Records from a data source
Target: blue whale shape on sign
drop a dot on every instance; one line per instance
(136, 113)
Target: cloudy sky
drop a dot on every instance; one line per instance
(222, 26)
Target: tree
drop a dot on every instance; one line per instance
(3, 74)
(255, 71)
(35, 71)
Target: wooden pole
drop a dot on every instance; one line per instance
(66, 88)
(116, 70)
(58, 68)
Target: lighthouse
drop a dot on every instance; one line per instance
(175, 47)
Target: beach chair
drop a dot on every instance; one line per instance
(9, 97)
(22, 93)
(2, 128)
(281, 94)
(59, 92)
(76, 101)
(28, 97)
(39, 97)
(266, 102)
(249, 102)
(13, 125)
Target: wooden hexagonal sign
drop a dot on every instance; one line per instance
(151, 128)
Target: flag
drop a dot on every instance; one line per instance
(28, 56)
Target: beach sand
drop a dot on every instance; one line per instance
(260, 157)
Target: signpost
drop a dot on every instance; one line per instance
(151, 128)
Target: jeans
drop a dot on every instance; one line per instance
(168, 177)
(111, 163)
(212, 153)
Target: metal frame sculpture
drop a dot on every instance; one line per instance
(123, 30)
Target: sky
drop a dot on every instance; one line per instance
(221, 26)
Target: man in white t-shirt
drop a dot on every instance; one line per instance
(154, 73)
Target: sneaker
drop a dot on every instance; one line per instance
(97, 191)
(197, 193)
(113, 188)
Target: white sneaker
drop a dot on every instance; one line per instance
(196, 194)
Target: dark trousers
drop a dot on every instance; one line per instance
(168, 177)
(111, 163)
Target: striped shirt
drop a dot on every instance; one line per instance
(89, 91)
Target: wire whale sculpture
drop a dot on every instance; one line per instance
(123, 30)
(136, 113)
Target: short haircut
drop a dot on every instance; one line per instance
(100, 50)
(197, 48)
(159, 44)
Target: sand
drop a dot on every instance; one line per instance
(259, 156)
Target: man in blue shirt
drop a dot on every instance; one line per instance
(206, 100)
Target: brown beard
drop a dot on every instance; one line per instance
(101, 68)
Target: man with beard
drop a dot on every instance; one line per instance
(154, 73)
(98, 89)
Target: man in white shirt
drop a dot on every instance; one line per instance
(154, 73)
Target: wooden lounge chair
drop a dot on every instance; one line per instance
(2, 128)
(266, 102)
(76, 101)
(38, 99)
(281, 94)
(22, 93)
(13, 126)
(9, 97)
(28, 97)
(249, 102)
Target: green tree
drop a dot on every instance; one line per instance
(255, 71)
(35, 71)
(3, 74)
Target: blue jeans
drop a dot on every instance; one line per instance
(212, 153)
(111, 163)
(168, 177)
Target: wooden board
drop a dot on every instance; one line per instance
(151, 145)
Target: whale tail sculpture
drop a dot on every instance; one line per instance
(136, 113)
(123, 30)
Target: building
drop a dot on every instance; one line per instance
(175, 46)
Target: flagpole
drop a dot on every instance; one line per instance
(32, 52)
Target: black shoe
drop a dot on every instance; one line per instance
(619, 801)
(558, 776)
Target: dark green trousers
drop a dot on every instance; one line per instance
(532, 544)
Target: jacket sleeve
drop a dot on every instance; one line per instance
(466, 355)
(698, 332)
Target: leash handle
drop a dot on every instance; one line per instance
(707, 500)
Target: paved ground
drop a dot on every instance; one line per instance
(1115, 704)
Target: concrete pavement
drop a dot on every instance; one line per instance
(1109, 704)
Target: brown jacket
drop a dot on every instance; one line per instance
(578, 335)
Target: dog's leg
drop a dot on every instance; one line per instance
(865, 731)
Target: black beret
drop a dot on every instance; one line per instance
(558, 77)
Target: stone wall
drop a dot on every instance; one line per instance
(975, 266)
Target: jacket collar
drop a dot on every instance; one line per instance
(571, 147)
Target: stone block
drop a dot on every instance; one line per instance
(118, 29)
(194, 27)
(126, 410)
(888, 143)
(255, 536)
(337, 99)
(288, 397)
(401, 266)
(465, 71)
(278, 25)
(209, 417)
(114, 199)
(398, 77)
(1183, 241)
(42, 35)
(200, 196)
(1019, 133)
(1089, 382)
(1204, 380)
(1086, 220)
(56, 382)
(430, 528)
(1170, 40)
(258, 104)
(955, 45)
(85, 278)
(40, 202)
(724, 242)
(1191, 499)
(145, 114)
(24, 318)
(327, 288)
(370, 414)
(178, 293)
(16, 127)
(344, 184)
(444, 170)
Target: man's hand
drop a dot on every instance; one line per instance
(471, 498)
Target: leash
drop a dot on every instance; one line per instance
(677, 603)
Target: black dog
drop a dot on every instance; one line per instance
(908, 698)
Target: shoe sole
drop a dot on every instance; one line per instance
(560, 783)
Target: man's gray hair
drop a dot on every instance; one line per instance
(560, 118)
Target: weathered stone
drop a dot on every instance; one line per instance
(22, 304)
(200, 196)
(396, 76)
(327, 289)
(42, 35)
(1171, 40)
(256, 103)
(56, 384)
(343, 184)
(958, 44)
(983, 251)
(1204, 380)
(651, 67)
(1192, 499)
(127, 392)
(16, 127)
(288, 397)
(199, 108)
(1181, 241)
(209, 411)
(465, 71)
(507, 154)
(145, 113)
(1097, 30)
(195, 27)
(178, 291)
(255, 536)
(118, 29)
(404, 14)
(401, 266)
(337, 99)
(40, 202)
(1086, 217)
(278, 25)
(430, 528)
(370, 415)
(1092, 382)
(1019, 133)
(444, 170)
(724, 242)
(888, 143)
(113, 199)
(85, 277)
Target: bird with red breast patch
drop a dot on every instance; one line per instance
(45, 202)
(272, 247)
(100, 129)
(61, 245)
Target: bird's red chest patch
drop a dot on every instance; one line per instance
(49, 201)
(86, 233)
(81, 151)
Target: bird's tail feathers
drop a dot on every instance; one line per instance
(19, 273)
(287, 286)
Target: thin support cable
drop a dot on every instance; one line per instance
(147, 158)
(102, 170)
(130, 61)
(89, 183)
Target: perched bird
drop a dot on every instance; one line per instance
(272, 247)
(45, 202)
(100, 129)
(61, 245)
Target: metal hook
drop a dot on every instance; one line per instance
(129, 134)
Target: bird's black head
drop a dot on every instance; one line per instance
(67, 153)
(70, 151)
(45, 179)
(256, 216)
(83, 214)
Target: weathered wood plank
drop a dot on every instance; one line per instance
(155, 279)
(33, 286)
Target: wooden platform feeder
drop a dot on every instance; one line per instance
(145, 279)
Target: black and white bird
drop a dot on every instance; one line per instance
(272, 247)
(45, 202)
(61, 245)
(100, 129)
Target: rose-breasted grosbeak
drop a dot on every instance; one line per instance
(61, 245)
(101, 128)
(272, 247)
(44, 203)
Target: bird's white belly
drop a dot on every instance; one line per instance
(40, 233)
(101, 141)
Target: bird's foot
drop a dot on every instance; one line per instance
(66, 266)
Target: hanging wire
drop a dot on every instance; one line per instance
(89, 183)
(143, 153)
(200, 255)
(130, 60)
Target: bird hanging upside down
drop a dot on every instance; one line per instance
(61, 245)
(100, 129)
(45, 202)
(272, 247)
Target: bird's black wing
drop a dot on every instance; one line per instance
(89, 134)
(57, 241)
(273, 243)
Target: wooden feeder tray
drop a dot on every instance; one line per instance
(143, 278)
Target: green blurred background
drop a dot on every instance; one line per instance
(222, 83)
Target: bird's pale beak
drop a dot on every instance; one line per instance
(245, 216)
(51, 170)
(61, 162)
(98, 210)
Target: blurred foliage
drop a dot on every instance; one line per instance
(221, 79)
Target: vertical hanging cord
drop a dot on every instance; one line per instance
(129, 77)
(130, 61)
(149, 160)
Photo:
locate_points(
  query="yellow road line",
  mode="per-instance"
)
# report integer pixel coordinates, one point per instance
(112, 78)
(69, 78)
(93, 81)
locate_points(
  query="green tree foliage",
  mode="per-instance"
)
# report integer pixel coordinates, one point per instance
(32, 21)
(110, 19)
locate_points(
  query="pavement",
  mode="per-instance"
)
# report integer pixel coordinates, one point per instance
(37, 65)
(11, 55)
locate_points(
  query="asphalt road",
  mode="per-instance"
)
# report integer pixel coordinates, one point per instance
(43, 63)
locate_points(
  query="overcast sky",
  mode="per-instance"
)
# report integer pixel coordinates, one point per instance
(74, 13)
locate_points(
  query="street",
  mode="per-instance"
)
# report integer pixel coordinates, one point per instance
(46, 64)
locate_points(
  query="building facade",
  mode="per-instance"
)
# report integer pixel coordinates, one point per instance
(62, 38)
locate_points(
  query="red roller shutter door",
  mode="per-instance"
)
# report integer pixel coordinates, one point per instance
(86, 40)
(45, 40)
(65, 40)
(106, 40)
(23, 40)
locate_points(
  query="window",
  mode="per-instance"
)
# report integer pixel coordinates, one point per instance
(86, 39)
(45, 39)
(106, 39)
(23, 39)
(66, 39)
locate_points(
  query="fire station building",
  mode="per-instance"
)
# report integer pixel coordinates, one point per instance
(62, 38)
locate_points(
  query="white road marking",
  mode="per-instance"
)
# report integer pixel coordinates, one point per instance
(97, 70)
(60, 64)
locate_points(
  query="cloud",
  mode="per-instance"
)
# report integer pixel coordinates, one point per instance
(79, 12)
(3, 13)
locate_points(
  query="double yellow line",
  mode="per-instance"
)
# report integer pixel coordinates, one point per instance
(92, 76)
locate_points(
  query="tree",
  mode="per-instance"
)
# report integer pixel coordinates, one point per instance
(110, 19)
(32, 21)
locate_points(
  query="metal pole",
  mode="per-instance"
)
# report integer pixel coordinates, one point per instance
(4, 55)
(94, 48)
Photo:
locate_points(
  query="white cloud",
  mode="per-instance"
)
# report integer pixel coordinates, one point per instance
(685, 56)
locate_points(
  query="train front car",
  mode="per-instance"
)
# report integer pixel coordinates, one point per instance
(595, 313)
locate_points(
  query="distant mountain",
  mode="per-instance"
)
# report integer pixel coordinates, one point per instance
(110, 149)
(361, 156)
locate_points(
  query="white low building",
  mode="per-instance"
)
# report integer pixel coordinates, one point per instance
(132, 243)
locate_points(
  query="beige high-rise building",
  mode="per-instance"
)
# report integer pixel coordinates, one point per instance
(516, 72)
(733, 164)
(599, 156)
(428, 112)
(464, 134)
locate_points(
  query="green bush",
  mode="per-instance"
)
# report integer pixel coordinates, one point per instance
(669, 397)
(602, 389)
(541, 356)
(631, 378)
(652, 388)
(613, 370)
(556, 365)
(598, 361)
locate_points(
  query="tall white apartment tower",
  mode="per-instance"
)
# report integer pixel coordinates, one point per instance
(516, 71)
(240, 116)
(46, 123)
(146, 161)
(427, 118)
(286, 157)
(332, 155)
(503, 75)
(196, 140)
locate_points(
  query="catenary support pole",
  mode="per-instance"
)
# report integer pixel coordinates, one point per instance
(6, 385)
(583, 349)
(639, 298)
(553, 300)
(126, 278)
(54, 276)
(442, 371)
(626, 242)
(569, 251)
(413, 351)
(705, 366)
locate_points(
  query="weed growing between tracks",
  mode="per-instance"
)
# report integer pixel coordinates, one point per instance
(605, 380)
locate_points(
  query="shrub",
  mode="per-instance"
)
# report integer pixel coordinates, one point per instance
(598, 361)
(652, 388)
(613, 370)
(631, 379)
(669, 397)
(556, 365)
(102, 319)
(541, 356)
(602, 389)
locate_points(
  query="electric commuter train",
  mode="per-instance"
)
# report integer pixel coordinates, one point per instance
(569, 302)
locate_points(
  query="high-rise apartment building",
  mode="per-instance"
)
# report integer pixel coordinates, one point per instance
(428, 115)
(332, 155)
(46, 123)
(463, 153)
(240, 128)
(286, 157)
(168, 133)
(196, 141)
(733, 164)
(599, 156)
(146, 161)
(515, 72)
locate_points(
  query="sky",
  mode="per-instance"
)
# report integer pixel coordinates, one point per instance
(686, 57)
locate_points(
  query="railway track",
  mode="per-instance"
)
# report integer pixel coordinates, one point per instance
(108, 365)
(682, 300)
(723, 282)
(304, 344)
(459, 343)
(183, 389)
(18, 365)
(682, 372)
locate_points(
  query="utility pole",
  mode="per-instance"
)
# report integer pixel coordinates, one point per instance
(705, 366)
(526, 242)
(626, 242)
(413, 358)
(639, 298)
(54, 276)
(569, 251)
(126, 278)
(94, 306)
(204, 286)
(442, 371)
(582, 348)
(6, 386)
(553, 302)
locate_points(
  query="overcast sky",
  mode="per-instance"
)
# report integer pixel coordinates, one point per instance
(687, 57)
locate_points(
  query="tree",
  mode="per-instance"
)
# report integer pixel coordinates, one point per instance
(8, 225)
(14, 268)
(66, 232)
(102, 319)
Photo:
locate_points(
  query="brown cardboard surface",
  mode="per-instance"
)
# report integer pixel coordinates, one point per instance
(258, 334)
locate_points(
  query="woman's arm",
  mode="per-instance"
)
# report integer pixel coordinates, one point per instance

- [To do]: If a line above includes the string "feeder", pick it out.

- [Solution below]:
Target: wooden platform feeder
Target: wooden feeder tray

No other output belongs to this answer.